In support of his argument, appellant cites Gilbert and Humphrey, Maryland Worker’s Compensation Handbook, sec. 2.1 (1988), stating:

*733Decisions which cast an otherwise qualified worker into a penurious position are probably flawed. Conversely, awards which constitute windfalls are equally imperfect.

We discern no advantage to either appellant or to appellee in the quoted passage. We assume that appellant cites this text in an effort to establish that a rigidly applied mechanical test is inappropriate in establishing average weekly wages.

The section cited, however, continues as follows: Having said the foregoing, it must be recognized that the compensation available to any injured employee is properly payable only within the parameters of a statutory plan. Worker’s compensation is governed by Maryland Annotated Code article 101. The constraints that it imposes upon both the worker and employer/insurer, from time to time cut deeply to the disadvantage of both. The occasional inequities or imbalances in the system are, however, in the area that may be properly corrected only by the legislature. Tinkering with the statutory scheme by counsel, commissioners or a court is an impermissible exercise of legislative power and does nothing to lend stability and predictability to the body of compensation law.

SHORT TASK 1:
Set down the stretch of the workers' compensation passage from "The section cited, however, continues" through "of compensation law.", word for word.
The records have no connection to the workers' compensation passage.

GIVEN ENTRIES:
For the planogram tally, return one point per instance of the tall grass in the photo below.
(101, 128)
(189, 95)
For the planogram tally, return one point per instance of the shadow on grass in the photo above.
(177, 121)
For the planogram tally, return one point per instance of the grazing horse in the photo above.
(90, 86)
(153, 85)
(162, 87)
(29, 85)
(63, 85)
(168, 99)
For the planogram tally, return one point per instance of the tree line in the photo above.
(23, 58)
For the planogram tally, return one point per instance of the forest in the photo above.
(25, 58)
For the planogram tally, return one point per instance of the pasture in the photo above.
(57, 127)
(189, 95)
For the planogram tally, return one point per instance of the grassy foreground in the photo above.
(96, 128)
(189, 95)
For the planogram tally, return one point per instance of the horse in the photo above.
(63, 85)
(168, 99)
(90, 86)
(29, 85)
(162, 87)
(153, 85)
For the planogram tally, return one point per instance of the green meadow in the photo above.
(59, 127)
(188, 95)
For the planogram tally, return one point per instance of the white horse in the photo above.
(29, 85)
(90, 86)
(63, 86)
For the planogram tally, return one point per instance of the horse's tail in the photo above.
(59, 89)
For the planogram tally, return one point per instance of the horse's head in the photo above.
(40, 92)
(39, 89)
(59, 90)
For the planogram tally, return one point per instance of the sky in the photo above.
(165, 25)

SHORT TASK 2:
Output every line of the records above as a JSON list of strings, one string per line, leaving out blank lines.

REPLY 1:
The section cited, however, continues as follows: Having said the foregoing, it must be recognized that the compensation available to any injured employee is properly payable only within the parameters of a statutory plan. Worker’s compensation is governed by Maryland Annotated Code article 101. The constraints that it imposes upon both the worker and employer/insurer, from time to time cut deeply to the disadvantage of both. The occasional inequities or imbalances in the system are, however, in the area that may be properly corrected only by the legislature. Tinkering with the statutory scheme by counsel, commissioners or a court is an impermissible exercise of legislative power and does nothing to lend stability and predictability to the body of compensation law.

REPLY 2:
[
  "For the planogram tally, return one point per instance of the tall grass in the photo below.",
  "(101, 128)",
  "(189, 95)",
  "For the planogram tally, return one point per instance of the shadow on grass in the photo above.",
  "(177, 121)",
  "For the planogram tally, return one point per instance of the grazing horse in the photo above.",
  "(90, 86)",
  "(153, 85)",
  "(162, 87)",
  "(29, 85)",
  "(63, 85)",
  "(168, 99)",
  "For the planogram tally, return one point per instance of the tree line in the photo above.",
  "(23, 58)",
  "For the planogram tally, return one point per instance of the forest in the photo above.",
  "(25, 58)",
  "For the planogram tally, return one point per instance of the pasture in the photo above.",
  "(57, 127)",
  "(189, 95)",
  "For the planogram tally, return one point per instance of the grassy foreground in the photo above.",
  "(96, 128)",
  "(189, 95)",
  "For the planogram tally, return one point per instance of the horse in the photo above.",
  "(63, 85)",
  "(168, 99)",
  "(90, 86)",
  "(29, 85)",
  "(162, 87)",
  "(153, 85)",
  "For the planogram tally, return one point per instance of the green meadow in the photo above.",
  "(59, 127)",
  "(188, 95)",
  "For the planogram tally, return one point per instance of the white horse in the photo above.",
  "(29, 85)",
  "(90, 86)",
  "(63, 86)",
  "For the planogram tally, return one point per instance of the horse's tail in the photo above.",
  "(59, 89)",
  "For the planogram tally, return one point per instance of the horse's head in the photo above.",
  "(40, 92)",
  "(39, 89)",
  "(59, 90)",
  "For the planogram tally, return one point per instance of the sky in the photo above.",
  "(165, 25)"
]